- Active: 1942–1946
- Disbanded: 1946
- Country: Soviet Union
- Branch: Red Army
- Type: Infantry
- Role: Corps headquarters
- Size: two rifle divisions
- Nickname: Estonian
- Engagements: Battle of Narva, Baltic Offensive
- Decorations: Honorific Tallinn

Commanders
- Notable commanders: Lieutenant General Lembit Pärn

= 8th Estonian Rifle Corps =

Estonian military unit, part of Red Army

The 8th Estonian Rifle Corps (2nd formation) (8-й Эстонский стрелковый корпус, 8. Eesti Laskurkorpus) was a formation in the Red Army, created on 6 November 1942, during World War II.

An 8th Rifle Corps (but not made up of Estonian personnel) had been previously formed, taking part in the Soviet invasion of Poland as part of the 5th Army, and, on the outbreak of war on 22 June 1941, this first formation was part of the 26th Army in the Kiev Special Military District, consisting of the 99th, the 173rd, and the 72nd Mountain Rifle Divisions. The first formation of the 8th Rifle Corps was destroyed in the first three months of the German invasion and is not present on the Soviet order of battle after August 1941.

> **Given problem 1**
From the listing, reproduce the stretch from the line containing "Query: white cloud" through the line containing "Query: white post", including both of those lines.
The text and the listing have no connection to each other.

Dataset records

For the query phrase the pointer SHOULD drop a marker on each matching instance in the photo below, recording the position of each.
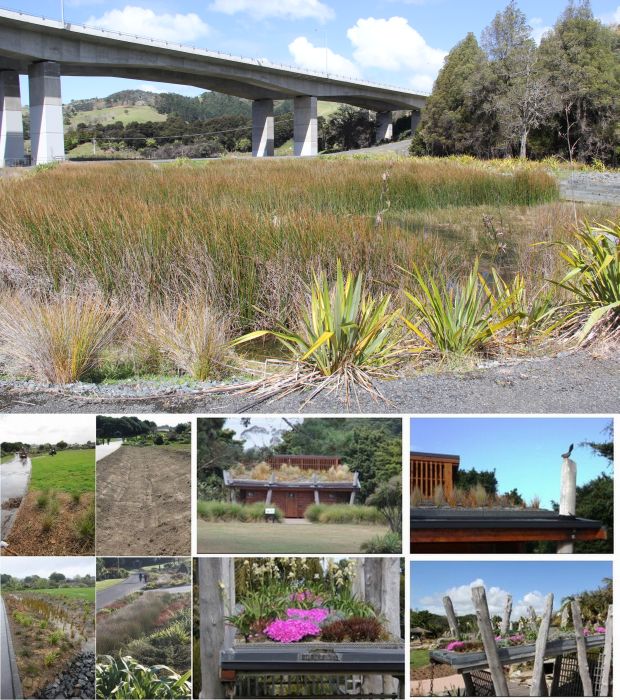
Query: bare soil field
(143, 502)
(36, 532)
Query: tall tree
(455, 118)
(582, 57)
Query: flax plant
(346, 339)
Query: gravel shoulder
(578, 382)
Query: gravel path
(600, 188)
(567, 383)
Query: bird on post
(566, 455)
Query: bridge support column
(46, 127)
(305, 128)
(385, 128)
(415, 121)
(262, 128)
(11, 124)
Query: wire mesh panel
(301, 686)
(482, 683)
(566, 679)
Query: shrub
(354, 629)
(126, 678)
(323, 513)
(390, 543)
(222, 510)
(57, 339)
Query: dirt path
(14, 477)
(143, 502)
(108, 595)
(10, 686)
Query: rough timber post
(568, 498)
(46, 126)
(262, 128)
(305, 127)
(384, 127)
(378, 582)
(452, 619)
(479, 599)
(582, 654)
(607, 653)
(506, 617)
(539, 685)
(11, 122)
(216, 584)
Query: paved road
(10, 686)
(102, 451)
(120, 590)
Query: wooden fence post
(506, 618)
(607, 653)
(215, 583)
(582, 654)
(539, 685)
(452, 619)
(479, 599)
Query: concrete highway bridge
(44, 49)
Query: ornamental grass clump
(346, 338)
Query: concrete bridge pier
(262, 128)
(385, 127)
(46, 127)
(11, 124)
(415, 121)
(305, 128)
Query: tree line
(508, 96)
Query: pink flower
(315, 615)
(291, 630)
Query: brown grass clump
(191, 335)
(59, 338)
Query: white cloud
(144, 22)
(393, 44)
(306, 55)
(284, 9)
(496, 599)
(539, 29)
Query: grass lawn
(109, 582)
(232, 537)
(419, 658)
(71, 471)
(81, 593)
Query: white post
--
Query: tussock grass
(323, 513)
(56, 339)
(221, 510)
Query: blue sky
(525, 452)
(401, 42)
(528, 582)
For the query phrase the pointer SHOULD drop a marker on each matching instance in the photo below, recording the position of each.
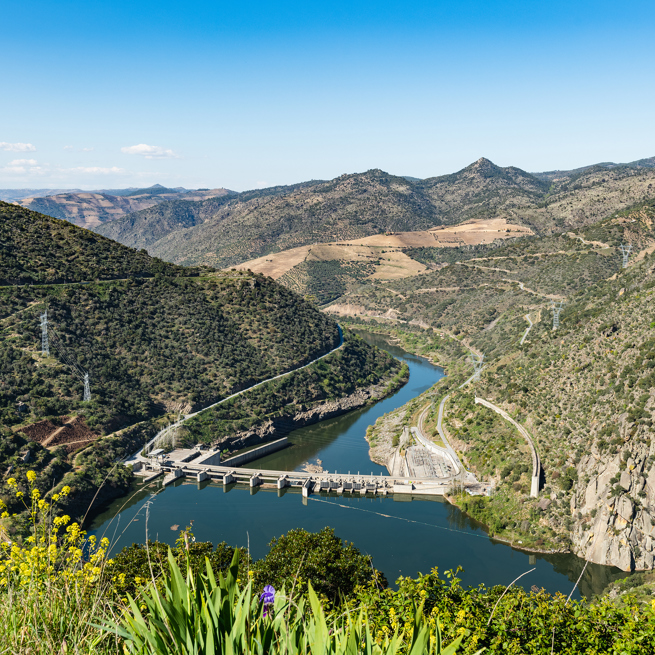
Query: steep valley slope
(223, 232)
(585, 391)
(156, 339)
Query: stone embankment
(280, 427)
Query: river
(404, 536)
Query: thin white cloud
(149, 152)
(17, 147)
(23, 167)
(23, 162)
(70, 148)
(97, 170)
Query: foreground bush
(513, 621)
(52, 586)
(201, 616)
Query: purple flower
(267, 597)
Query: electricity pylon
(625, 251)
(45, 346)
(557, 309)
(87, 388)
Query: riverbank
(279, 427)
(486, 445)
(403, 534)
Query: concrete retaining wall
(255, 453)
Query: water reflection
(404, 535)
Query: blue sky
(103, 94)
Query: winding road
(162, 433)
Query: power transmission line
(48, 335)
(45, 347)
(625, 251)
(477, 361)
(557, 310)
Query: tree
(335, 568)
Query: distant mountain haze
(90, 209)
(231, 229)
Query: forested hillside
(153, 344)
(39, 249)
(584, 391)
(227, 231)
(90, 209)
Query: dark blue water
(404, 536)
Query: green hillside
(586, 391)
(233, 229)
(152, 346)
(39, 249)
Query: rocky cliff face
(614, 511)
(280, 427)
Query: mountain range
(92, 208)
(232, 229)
* * *
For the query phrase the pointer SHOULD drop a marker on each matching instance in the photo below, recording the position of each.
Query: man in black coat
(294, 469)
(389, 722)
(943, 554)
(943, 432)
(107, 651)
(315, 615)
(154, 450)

> **Given problem 2**
Answer these questions using the text on the 8th Estonian Rifle Corps:
(a) On what date was the corps created?
(b) Who is named as a notable commander?
(c) Which army was the first formation of the 8th Rifle Corps part of on 22 June 1941?

> **Answer 1**
Query: white cloud
(144, 22)
(393, 44)
(306, 55)
(284, 9)
(496, 599)
(539, 29)
Query: grass lawn
(109, 582)
(232, 537)
(419, 658)
(71, 471)
(81, 593)
Query: white post

> **Answer 2**
(a) 6 November 1942
(b) Lieutenant General Lembit Pärn
(c) The 26th Army